*Work item*:
Copy exactly every line below, from the first through the one that contains "positive clicks: (481, 230)", and skip all pictures.

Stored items
--------------------
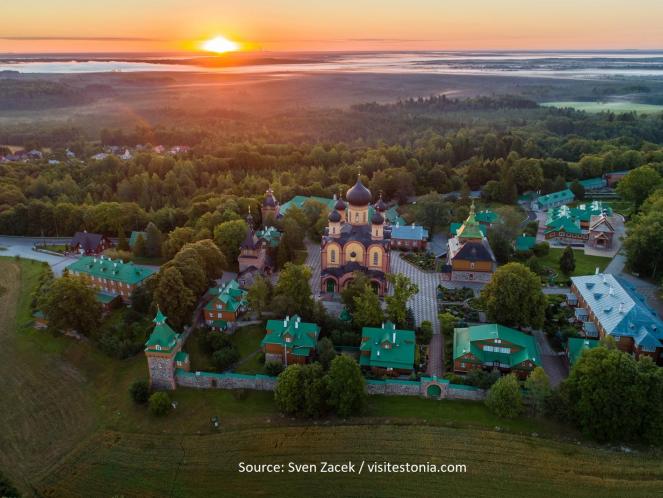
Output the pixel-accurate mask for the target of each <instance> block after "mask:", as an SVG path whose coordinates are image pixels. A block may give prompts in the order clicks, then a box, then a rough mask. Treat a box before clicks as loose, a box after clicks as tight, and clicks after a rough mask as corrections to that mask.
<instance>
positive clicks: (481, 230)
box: [456, 202, 484, 239]
mask: <svg viewBox="0 0 663 498" xmlns="http://www.w3.org/2000/svg"><path fill="white" fill-rule="evenodd" d="M456 237H458V238H459V239H482V238H483V237H484V231H483V230H481V224H480V223H479V222H478V221H477V219H476V214H475V212H474V202H472V206H471V207H470V214H469V215H468V217H467V219H466V220H465V222H464V223H463V224H462V225H461V227H460V228H459V229H458V230H457V231H456Z"/></svg>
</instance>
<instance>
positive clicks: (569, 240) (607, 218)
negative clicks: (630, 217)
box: [544, 201, 615, 249]
mask: <svg viewBox="0 0 663 498" xmlns="http://www.w3.org/2000/svg"><path fill="white" fill-rule="evenodd" d="M611 216H612V209H611V208H610V207H609V206H607V205H604V204H603V203H602V202H600V201H593V202H591V203H583V204H579V205H578V206H574V207H569V206H566V205H564V206H559V207H556V208H553V209H550V210H548V215H547V218H546V227H545V230H544V235H545V238H546V240H551V239H554V240H557V241H558V242H562V243H566V244H573V243H582V244H587V243H588V242H589V245H590V246H591V247H594V248H596V249H610V248H612V242H613V238H614V233H615V229H614V227H613V220H612V218H611Z"/></svg>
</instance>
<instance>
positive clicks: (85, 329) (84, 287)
mask: <svg viewBox="0 0 663 498" xmlns="http://www.w3.org/2000/svg"><path fill="white" fill-rule="evenodd" d="M41 304H42V305H43V308H44V309H43V311H44V314H45V315H46V318H47V319H48V327H49V328H50V329H52V330H55V331H57V332H67V331H69V330H75V331H76V332H78V333H80V334H83V335H85V336H89V335H90V334H91V333H92V332H94V331H95V330H96V329H97V327H98V326H99V322H100V320H101V305H100V304H99V302H98V301H97V300H96V299H95V296H94V291H93V290H92V288H91V287H90V285H89V281H88V279H87V278H82V277H74V276H71V275H66V276H63V277H62V278H59V279H57V280H54V281H53V282H52V283H51V284H50V287H49V289H48V293H47V295H46V296H45V298H44V299H43V300H41Z"/></svg>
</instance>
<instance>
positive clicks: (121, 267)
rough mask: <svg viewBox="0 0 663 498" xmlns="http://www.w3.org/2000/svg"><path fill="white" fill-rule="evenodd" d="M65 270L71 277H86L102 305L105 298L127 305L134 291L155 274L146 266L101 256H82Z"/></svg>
mask: <svg viewBox="0 0 663 498" xmlns="http://www.w3.org/2000/svg"><path fill="white" fill-rule="evenodd" d="M67 270H68V271H69V273H71V274H72V275H76V276H86V277H88V278H89V281H90V284H91V285H92V286H93V287H94V288H95V289H96V290H97V291H98V292H99V293H100V295H101V296H100V297H99V298H98V299H99V300H100V302H102V304H103V303H104V300H106V299H107V298H108V300H110V301H112V300H113V299H115V298H117V297H120V298H121V299H122V301H123V302H125V303H128V302H129V301H130V298H131V293H132V292H133V291H134V289H135V288H136V287H137V286H139V285H141V284H142V283H143V282H144V281H145V280H146V279H147V278H149V277H150V276H151V275H153V274H154V273H155V272H156V270H155V269H153V268H150V267H147V266H140V265H135V264H133V263H132V262H128V263H127V262H124V261H122V260H121V259H111V258H109V257H108V256H103V255H102V256H83V257H81V258H80V259H78V260H77V261H75V262H73V263H72V264H70V265H69V266H67Z"/></svg>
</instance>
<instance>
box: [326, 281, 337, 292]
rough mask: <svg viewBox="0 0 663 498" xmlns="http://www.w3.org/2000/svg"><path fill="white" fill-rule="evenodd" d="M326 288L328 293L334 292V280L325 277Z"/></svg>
--------------------
*Written answer*:
Output the pixel-accurate mask for the target of each <instance> block after "mask:", as an SVG path whose coordinates are image pixels. A block may give prompts in the order clicks, then a box, then a rough mask. Treat a box before clicks as loose, a box after clicks as tight, and clicks after a rough mask as corrections to that mask.
<instance>
positive clicks: (481, 230)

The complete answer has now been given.